BM’nin yolculuğu: İmparatorluktan Barış İdealine ve Nihayet Hükümsüz Kalmaya

ABD Başkanı Donald Trump, 23 Eylül 2025 tarihinde Birleşmiş Milletler (BM) Genel Kurulu’nda yaptığı konuşmada, o alışıldık tavırları ve sivri üslubuyla BM’ye yönelik şu eleştirilerde bulundu: “BM’nin muazzam bir potansiyeli var. Ama yaptıkları tek şey, çok sert ifadelerle bir mektup yazmak ve sonra bu mektubu takip etmemek. Bunlar boş sözlerdir ve boş sözler savaşı çözmez. Savaşları ve çatışmaları çözmenin tek yolu harekettir.”

BM’ye getirdiği eleştirilerde tümüyle haksız değil ABD Başkanı. Ancak Trump, bu konuşmasında BM’nin işlevsiz hale gelmesinde ve savaşları gerçekten önleyebilecek bir mekanizma kuramamasında ülkesi ABD’nin onyıllardır izlediği politikaların bir rolünün bulunup olmadığına, Güvenlik Konseyi üyesi olarak veto gücünü kullanma pratiklerine getirilen eleştirilere ve bizzat kendisinin bu uluslararası mekanizmaları tıkayan rolüneyse hiç değinmedi.
------------------------
Alıştırma görevi A:
BM yazısında "ABD Başkanı Donald" ile "rolüneyse hiç değinmedi." arasındaki kısmı, ikisi de dahil, hiç değiştirmeden geri verin.
Alıştırma görevi B:
BM yazısını son cümlesinden sonra devam ettirin.
------------------------
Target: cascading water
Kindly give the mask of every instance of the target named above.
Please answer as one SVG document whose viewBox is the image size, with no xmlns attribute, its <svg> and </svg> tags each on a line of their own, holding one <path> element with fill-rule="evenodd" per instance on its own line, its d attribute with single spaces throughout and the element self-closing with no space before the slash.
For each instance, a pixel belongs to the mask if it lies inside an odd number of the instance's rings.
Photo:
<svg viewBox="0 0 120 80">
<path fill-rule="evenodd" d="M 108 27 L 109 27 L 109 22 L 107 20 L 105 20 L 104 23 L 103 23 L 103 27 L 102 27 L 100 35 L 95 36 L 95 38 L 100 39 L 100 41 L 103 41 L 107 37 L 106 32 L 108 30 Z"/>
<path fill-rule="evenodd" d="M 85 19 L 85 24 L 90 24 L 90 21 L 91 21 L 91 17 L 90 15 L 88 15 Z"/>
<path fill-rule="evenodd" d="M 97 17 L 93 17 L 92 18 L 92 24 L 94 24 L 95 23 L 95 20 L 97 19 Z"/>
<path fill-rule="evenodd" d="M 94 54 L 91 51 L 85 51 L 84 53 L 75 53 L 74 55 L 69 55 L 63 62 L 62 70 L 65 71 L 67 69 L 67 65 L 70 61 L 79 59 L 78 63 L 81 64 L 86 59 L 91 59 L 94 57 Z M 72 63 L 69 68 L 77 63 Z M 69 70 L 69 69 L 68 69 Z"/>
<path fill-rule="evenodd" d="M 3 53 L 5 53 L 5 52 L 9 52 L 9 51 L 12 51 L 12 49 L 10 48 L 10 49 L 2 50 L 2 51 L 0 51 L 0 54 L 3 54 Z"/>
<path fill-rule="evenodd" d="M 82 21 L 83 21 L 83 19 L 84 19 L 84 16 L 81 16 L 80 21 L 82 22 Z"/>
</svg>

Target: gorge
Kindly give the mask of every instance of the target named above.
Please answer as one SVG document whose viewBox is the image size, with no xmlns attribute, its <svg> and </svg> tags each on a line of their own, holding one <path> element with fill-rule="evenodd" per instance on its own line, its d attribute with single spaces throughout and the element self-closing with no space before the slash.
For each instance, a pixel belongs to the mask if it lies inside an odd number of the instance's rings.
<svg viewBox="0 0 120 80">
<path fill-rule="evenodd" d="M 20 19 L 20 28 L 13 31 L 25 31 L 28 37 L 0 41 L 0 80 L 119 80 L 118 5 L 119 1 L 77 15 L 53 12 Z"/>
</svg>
------------------------
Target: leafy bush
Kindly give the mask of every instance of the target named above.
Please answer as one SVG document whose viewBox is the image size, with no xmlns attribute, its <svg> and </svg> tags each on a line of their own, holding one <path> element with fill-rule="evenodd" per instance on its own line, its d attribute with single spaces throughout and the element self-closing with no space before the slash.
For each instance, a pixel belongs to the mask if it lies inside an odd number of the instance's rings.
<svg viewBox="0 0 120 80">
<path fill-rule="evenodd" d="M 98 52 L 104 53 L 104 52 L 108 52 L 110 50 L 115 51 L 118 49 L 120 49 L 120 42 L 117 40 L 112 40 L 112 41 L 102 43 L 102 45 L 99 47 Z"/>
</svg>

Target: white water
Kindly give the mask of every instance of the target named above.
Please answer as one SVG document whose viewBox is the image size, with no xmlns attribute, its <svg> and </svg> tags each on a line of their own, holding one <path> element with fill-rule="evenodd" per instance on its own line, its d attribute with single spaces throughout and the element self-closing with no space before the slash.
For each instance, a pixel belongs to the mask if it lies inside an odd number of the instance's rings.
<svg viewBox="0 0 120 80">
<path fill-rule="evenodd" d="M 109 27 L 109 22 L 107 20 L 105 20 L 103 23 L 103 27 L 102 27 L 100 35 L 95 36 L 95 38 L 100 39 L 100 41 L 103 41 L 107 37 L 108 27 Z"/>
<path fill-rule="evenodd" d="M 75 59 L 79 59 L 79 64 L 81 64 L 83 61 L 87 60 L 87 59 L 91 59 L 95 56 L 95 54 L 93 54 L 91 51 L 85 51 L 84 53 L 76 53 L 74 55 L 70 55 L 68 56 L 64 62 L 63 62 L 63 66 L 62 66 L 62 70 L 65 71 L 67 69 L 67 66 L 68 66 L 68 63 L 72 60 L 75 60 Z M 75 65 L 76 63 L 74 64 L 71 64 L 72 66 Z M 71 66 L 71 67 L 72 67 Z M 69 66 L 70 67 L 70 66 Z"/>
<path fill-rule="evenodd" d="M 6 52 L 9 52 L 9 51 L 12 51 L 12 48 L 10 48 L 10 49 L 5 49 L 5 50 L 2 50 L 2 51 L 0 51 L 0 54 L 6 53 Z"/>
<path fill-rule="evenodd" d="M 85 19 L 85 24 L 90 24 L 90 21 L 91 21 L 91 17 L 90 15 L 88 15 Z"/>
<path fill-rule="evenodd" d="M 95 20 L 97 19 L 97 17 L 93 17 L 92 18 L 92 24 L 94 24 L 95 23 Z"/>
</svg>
------------------------
Yanıt A:
ABD Başkanı Donald Trump, 23 Eylül 2025 tarihinde Birleşmiş Milletler (BM) Genel Kurulu’nda yaptığı konuşmada, o alışıldık tavırları ve sivri üslubuyla BM’ye yönelik şu eleştirilerde bulundu: “BM’nin muazzam bir potansiyeli var. Ama yaptıkları tek şey, çok sert ifadelerle bir mektup yazmak ve sonra bu mektubu takip etmemek. Bunlar boş sözlerdir ve boş sözler savaşı çözmez. Savaşları ve çatışmaları çözmenin tek yolu harekettir.”

BM’ye getirdiği eleştirilerde tümüyle haksız değil ABD Başkanı. Ancak Trump, bu konuşmasında BM’nin işlevsiz hale gelmesinde ve savaşları gerçekten önleyebilecek bir mekanizma kuramamasında ülkesi ABD’nin onyıllardır izlediği politikaların bir rolünün bulunup olmadığına, Güvenlik Konseyi üyesi olarak veto gücünü kullanma pratiklerine getirilen eleştirilere ve bizzat kendisinin bu uluslararası mekanizmaları tıkayan rolüneyse hiç değinmedi.

Yanıt B:
Zira BM’nin şüphesiz, üye ülkelerden, bilhassa ABD başta olmak üzere Güvenlik Konseyi üyesi büyük ülkelerin iradesinden bağımsız bir hareket kabiliyeti yok, tarihinde de hiç olmadı. Zaten BM’nin öncülü Cemiyet-i Akvam (Milletler Cemiyeti) de bu yüzden işlevsiz kalıp, I. Dünya Savaşı’ndan sonra adil bir uluslararası sistem kurulmasına hizmet edememiş, II. Dünya Savaşı’nı engelleyememiş ve nihayetinde ortadan kalkmıştı.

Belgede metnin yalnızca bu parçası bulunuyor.